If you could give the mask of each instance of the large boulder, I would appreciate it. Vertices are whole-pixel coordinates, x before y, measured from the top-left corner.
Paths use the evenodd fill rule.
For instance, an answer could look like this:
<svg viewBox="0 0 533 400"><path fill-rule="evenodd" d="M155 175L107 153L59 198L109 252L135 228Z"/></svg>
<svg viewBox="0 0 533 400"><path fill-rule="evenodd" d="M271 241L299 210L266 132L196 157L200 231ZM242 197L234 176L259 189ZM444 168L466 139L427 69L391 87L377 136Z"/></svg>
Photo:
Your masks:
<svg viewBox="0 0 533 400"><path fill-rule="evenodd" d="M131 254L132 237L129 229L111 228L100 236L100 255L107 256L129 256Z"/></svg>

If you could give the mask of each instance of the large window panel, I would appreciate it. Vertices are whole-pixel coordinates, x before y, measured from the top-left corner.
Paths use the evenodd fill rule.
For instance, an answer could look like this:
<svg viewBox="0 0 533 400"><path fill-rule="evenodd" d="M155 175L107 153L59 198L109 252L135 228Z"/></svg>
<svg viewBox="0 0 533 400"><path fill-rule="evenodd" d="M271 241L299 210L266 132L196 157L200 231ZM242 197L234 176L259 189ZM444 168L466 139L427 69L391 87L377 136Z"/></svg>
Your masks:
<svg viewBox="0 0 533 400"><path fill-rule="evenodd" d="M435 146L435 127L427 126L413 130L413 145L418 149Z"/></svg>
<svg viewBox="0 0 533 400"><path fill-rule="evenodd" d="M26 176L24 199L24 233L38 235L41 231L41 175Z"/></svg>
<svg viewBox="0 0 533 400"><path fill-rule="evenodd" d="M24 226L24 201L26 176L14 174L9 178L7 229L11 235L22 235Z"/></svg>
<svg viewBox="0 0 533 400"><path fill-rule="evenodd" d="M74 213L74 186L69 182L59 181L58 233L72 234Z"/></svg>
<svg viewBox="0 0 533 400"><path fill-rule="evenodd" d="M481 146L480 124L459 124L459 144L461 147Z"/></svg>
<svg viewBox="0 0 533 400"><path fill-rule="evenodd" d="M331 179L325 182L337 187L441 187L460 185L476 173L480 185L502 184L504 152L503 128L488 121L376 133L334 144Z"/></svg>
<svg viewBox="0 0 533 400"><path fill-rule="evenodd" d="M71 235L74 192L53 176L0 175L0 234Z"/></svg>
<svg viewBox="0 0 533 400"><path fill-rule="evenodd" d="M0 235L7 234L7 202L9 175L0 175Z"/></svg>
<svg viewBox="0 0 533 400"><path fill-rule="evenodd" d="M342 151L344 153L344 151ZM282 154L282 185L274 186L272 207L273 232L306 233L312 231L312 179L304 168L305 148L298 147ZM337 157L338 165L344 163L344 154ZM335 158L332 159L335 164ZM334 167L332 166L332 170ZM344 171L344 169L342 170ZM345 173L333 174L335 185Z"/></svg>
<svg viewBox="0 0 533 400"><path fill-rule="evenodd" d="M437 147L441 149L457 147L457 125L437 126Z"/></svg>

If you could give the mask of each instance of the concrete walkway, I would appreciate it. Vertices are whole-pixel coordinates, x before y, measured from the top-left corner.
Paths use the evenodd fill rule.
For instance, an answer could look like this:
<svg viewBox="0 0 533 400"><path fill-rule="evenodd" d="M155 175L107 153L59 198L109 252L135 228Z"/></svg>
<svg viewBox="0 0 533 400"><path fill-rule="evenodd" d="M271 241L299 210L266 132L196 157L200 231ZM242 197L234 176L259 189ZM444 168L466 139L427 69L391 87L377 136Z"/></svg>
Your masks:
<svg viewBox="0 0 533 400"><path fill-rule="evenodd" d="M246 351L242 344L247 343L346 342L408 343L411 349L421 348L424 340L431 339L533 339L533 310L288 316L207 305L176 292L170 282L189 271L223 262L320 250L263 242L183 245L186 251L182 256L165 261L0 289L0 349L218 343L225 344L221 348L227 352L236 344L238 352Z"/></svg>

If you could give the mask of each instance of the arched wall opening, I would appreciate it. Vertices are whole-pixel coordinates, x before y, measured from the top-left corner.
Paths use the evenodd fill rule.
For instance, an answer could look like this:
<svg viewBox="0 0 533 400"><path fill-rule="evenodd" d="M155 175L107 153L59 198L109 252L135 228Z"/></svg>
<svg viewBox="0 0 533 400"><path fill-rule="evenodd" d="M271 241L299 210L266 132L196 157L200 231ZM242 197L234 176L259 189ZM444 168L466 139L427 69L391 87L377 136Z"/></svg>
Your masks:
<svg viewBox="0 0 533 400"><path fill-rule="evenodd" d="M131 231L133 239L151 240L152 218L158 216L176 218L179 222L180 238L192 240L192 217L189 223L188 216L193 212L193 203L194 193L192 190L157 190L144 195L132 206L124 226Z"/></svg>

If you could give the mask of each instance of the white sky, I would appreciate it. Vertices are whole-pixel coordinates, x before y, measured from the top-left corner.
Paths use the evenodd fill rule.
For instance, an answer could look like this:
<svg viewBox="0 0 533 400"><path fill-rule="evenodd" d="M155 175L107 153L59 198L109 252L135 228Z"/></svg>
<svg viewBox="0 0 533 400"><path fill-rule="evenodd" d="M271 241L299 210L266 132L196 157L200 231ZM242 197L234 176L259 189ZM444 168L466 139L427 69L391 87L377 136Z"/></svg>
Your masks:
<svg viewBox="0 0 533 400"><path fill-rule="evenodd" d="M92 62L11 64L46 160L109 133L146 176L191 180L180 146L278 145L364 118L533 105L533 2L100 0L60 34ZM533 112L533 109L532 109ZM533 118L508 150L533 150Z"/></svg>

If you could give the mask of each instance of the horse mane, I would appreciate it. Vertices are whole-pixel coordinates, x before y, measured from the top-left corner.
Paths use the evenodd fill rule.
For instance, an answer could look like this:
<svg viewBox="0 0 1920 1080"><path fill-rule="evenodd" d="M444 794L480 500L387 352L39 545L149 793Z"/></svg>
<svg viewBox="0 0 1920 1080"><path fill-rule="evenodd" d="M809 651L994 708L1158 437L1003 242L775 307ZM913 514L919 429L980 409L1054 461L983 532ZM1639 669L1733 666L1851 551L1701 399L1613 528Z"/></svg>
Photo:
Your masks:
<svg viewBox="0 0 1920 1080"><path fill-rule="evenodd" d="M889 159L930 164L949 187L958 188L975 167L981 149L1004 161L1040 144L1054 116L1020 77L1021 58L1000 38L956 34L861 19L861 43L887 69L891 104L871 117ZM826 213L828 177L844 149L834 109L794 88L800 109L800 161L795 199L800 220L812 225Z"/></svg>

****

Reproduce all records exactly, without omissions.

If you could give the mask of each instance of the large boulder, I would appreciate it. Vertices are whole-pixel coordinates, x before y, measured from the top-left corner.
Paths use the evenodd fill rule.
For instance, an answer could look like this:
<svg viewBox="0 0 533 400"><path fill-rule="evenodd" d="M155 175L107 153L59 198L109 252L135 228Z"/></svg>
<svg viewBox="0 0 533 400"><path fill-rule="evenodd" d="M271 241L299 210L266 132L196 157L200 231ZM242 197L234 176L259 189ZM444 168L466 139L427 69L391 87L377 136Z"/></svg>
Photo:
Your masks:
<svg viewBox="0 0 533 400"><path fill-rule="evenodd" d="M131 254L132 237L129 229L111 228L100 236L100 255L107 256L129 256Z"/></svg>

If you could give the mask of each instance of the large window panel, I would appreciate it. Vertices are whole-pixel coordinates, x before y, measured from the top-left corner.
Paths use the evenodd fill rule.
For instance, an answer could look like this:
<svg viewBox="0 0 533 400"><path fill-rule="evenodd" d="M155 175L107 153L59 198L109 252L135 228Z"/></svg>
<svg viewBox="0 0 533 400"><path fill-rule="evenodd" d="M271 241L299 210L266 132L196 157L200 231ZM242 197L234 176L259 189ZM444 168L466 139L427 69L391 87L377 136Z"/></svg>
Your masks:
<svg viewBox="0 0 533 400"><path fill-rule="evenodd" d="M435 146L435 127L427 126L413 130L413 145L418 149Z"/></svg>
<svg viewBox="0 0 533 400"><path fill-rule="evenodd" d="M26 176L24 199L24 233L38 235L41 231L41 175Z"/></svg>
<svg viewBox="0 0 533 400"><path fill-rule="evenodd" d="M24 226L24 201L26 176L14 174L9 178L7 229L11 235L22 235Z"/></svg>
<svg viewBox="0 0 533 400"><path fill-rule="evenodd" d="M74 213L74 186L69 182L59 181L58 233L72 234Z"/></svg>
<svg viewBox="0 0 533 400"><path fill-rule="evenodd" d="M481 146L480 124L459 124L459 144L461 147Z"/></svg>
<svg viewBox="0 0 533 400"><path fill-rule="evenodd" d="M331 179L325 182L337 187L441 187L460 185L476 173L480 185L502 184L504 152L503 128L488 121L376 133L334 144Z"/></svg>
<svg viewBox="0 0 533 400"><path fill-rule="evenodd" d="M71 235L74 192L53 176L0 175L0 234Z"/></svg>
<svg viewBox="0 0 533 400"><path fill-rule="evenodd" d="M0 235L7 234L7 202L9 175L0 175Z"/></svg>
<svg viewBox="0 0 533 400"><path fill-rule="evenodd" d="M342 151L344 153L344 151ZM282 154L282 185L274 186L272 207L273 232L306 233L312 231L312 179L304 168L305 148L298 147ZM337 157L338 165L344 163L344 154ZM335 158L332 159L335 164ZM334 167L332 166L332 170ZM344 171L344 169L342 170ZM345 173L333 174L335 185Z"/></svg>
<svg viewBox="0 0 533 400"><path fill-rule="evenodd" d="M437 147L441 149L457 147L457 125L437 126Z"/></svg>

If you could give the mask of each instance of the concrete walkway, I would appreciate it. Vertices are whole-pixel coordinates, x before y, measured from the top-left corner.
Paths use the evenodd fill rule.
For instance, an answer could look like this:
<svg viewBox="0 0 533 400"><path fill-rule="evenodd" d="M155 175L107 153L59 198L109 252L135 228Z"/></svg>
<svg viewBox="0 0 533 400"><path fill-rule="evenodd" d="M271 241L299 210L266 132L196 157L200 231ZM242 197L234 176L259 189ZM444 168L466 139L427 69L391 87L377 136Z"/></svg>
Your masks:
<svg viewBox="0 0 533 400"><path fill-rule="evenodd" d="M246 351L242 344L247 343L346 342L408 343L411 349L421 348L424 340L431 339L533 339L533 310L288 316L207 305L176 292L170 282L189 271L223 262L320 250L263 242L183 245L186 251L182 256L165 261L0 289L0 349L218 343L225 344L221 348L227 352L236 344L238 352Z"/></svg>

If you could give the mask of each instance of the arched wall opening, I would appreciate it. Vertices are whole-pixel coordinates, x before y, measured from the top-left corner.
Paths use the evenodd fill rule.
For instance, an answer could look like this:
<svg viewBox="0 0 533 400"><path fill-rule="evenodd" d="M155 175L107 153L59 198L109 252L135 228Z"/></svg>
<svg viewBox="0 0 533 400"><path fill-rule="evenodd" d="M271 241L299 210L266 132L196 157L200 231ZM242 197L234 176L259 189ZM444 168L466 139L427 69L391 87L377 136Z"/></svg>
Your masks:
<svg viewBox="0 0 533 400"><path fill-rule="evenodd" d="M131 231L133 239L151 240L152 218L158 216L176 218L179 222L180 238L192 240L192 217L189 223L188 216L193 212L193 203L194 193L192 190L157 190L144 195L132 206L124 226Z"/></svg>

If you could give the mask of each instance of the white sky, I would appreciate it. Vertices are whole-pixel coordinates, x before y, measured from the top-left corner.
Paths use the evenodd fill rule.
For instance, an answer could look like this:
<svg viewBox="0 0 533 400"><path fill-rule="evenodd" d="M155 175L107 153L59 198L109 252L135 228Z"/></svg>
<svg viewBox="0 0 533 400"><path fill-rule="evenodd" d="M271 241L299 210L266 132L196 157L200 231ZM242 197L234 176L259 189ZM444 168L466 139L427 69L391 87L377 136Z"/></svg>
Your masks:
<svg viewBox="0 0 533 400"><path fill-rule="evenodd" d="M92 62L11 64L46 160L109 133L146 176L191 180L180 146L278 145L364 118L533 105L533 2L100 0L60 34ZM533 112L533 109L532 109ZM533 118L508 150L533 150Z"/></svg>

If you could give the mask of each instance of the horse mane, I would appreciate it. Vertices are whole-pixel coordinates, x before y, measured from the top-left corner.
Paths use the evenodd fill rule.
For instance, an answer could look like this:
<svg viewBox="0 0 1920 1080"><path fill-rule="evenodd" d="M444 794L480 500L387 352L39 545L149 793Z"/></svg>
<svg viewBox="0 0 1920 1080"><path fill-rule="evenodd" d="M809 651L994 708L1158 437L1003 242L775 307ZM913 514L919 429L980 409L1054 461L983 532ZM1639 669L1733 666L1851 551L1701 399L1613 528Z"/></svg>
Photo:
Your masks:
<svg viewBox="0 0 1920 1080"><path fill-rule="evenodd" d="M889 159L930 164L949 187L958 188L975 167L981 149L1004 161L1040 144L1054 116L1020 77L1021 58L1000 38L956 34L861 19L861 43L887 69L891 104L871 117ZM826 213L828 177L844 149L834 109L794 88L800 109L800 161L795 199L800 220L812 225Z"/></svg>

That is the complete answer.